### SUPPLIED ENTRIES ###
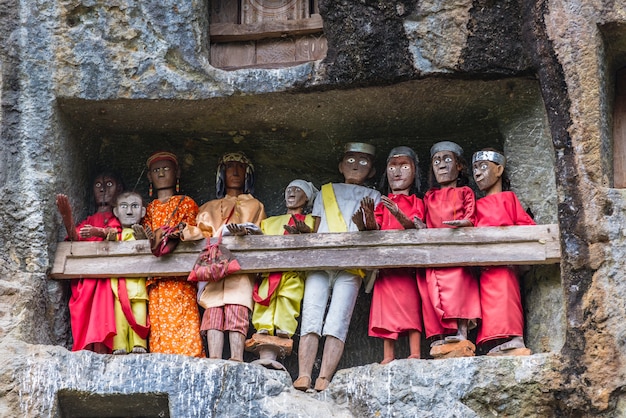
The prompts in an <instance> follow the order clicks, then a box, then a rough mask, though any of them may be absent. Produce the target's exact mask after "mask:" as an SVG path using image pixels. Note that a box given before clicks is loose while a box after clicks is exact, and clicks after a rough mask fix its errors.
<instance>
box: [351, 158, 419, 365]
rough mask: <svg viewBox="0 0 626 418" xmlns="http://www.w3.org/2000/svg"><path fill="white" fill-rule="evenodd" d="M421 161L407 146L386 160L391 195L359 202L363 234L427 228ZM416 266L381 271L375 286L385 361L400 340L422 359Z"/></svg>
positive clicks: (385, 360) (383, 269) (385, 176)
mask: <svg viewBox="0 0 626 418" xmlns="http://www.w3.org/2000/svg"><path fill="white" fill-rule="evenodd" d="M418 163H419V161H418V158H417V154H416V153H415V151H413V150H412V149H411V148H409V147H404V146H401V147H396V148H394V149H392V150H391V151H390V152H389V156H388V157H387V170H386V173H384V174H383V176H382V178H381V190H386V191H388V192H389V194H388V195H387V196H383V197H382V201H381V203H379V204H378V206H376V207H374V202H373V201H372V199H371V198H369V197H366V198H364V199H363V201H362V203H361V210H359V212H357V213H356V214H355V215H354V222H355V223H356V224H357V225H359V229H360V230H365V229H368V230H370V229H371V230H374V229H380V230H394V229H415V228H416V227H424V226H425V225H424V224H423V220H424V202H423V201H422V199H420V198H419V197H417V196H416V195H415V193H416V192H419V190H420V178H419V165H418ZM368 218H374V219H375V220H376V223H375V224H373V225H365V223H364V222H362V220H363V219H368ZM417 274H423V273H422V272H421V270H419V273H418V270H416V269H415V268H394V269H381V270H380V271H379V272H378V277H377V278H376V281H375V282H374V289H373V294H372V305H371V307H370V322H369V335H370V336H371V337H376V338H382V339H383V360H382V361H381V362H380V364H387V363H389V362H391V361H393V360H394V359H395V345H396V341H397V340H398V338H399V337H401V336H405V335H406V336H408V338H409V350H410V354H409V358H412V359H418V358H420V357H421V355H420V343H421V335H422V304H421V299H420V295H419V292H418V290H417V280H416V275H417Z"/></svg>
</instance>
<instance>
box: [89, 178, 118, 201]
mask: <svg viewBox="0 0 626 418" xmlns="http://www.w3.org/2000/svg"><path fill="white" fill-rule="evenodd" d="M118 192H119V186H118V184H117V180H116V179H114V178H113V177H110V176H107V175H98V176H97V177H96V178H95V179H94V182H93V195H94V197H95V200H96V205H97V206H98V207H108V206H111V205H113V203H114V202H115V197H116V196H117V194H118Z"/></svg>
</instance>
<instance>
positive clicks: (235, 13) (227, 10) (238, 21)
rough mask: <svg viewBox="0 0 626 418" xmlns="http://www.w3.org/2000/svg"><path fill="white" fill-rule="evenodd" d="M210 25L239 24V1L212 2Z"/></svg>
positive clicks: (216, 0)
mask: <svg viewBox="0 0 626 418" xmlns="http://www.w3.org/2000/svg"><path fill="white" fill-rule="evenodd" d="M209 16H210V23H211V24H213V23H239V0H210V1H209Z"/></svg>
###
▶ ABOUT THIS TASK
Exactly as written, repeat the lines from the beginning of the entries up to and including the line with "161L407 146L386 160L391", but not the pictures.

▶ TASK OUTPUT
The prompts in an <instance> follow the order clicks, then a box, then a rough mask, though any of them may be absent. Produce the target's exact mask after "mask:" as an SVG path using image pixels. Note that a box given before clicks is loose while a box after clicks is exact, and clicks after a rough mask fix its errors.
<instance>
box: [351, 158, 419, 365]
rough mask: <svg viewBox="0 0 626 418" xmlns="http://www.w3.org/2000/svg"><path fill="white" fill-rule="evenodd" d="M421 161L407 146L386 160L391 195L359 202L363 234L427 228ZM416 266L381 271L375 286L385 361L400 340L422 359Z"/></svg>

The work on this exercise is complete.